>> START TEXT BLOCK

The combination of sharp instincts and not much in the way of values or principles can be very lucrative in politics… kidding aside, I think the perspective most of us on the left share (the Airbnb mayor of doom, etc) is maybe a little overheated?
PatrickC
As I commented on election night, the CBC right away described SFM as belonging to a “racialized minority.” I have to say I like the French expression “personne issue de la diversité” better.
Kate
Joey: good points, thank you.
PatrickC: Books have been written on where western society has drawn the line that can be described as “racialized”. Would SMF be deemed racialized in the U.S. because she’s Latina?
I admit I don’t think of her as racialized but I may not have fully developed antennae for this.
Ian
Chilean is Latina, Latina is racialized, POC, visible minority – whatever you wnat to call it. SFM was raised here since 1980 – she and her family were Pinochet refugees.
Blork
I personally hate the term “racialized.” To me it sounds like something that has been foisted upon the person, like “traumatized” or “brutalized.” Or something that implies some kind of transformation, like “radicalized.”
Although one could argue that these folks are JUST PEOPLE and that political forces are slathering this “racialized” identity upon them, as if they were in need of some extra process, like posterizing an image or Martinizing your laundry.

>> END TEXT BLOCK
>> START COLLECTED MATERIAL

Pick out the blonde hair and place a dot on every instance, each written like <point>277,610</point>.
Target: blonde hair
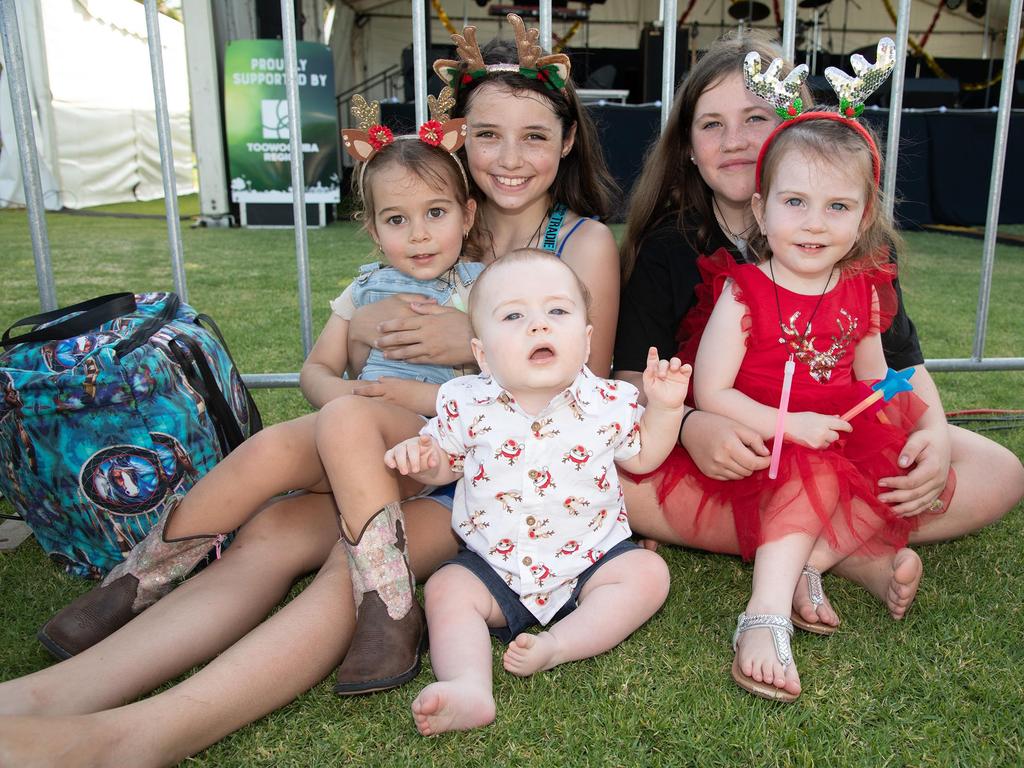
<point>522,256</point>
<point>834,142</point>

>> END COLLECTED MATERIAL

TASKS FOR THIS EXERCISE
[1] In the comment thread, which words does Blork compare "racialized" to in the first paragraph of that comment?
[2] Answer from the comment thread:
(a) Which broadcaster described SFM as belonging to a "racialized minority"?
(b) Since what year, according to Ian, was SFM raised here?
(c) Whose refugees does Ian say she and her family were?
[3] Reproduce the part of the comment thread starting at "The combination of" and ending at "because she’s Latina?".
None of the material has any bearing on what comes next.

ANSWERS TO THE EXERCISE
[1] "traumatized", "brutalized", "radicalized"

[2]
(a) The CBC
(b) 1980
(c) Pinochet's

[3]
The combination of sharp instincts and not much in the way of values or principles can be very lucrative in politics… kidding aside, I think the perspective most of us on the left share (the Airbnb mayor of doom, etc) is maybe a little overheated?
PatrickC
As I commented on election night, the CBC right away described SFM as belonging to a “racialized minority.” I have to say I like the French expression “personne issue de la diversité” better.
Kate
Joey: good points, thank you.
PatrickC: Books have been written on where western society has drawn the line that can be described as “racialized”. Would SMF be deemed racialized in the U.S. because she’s Latina?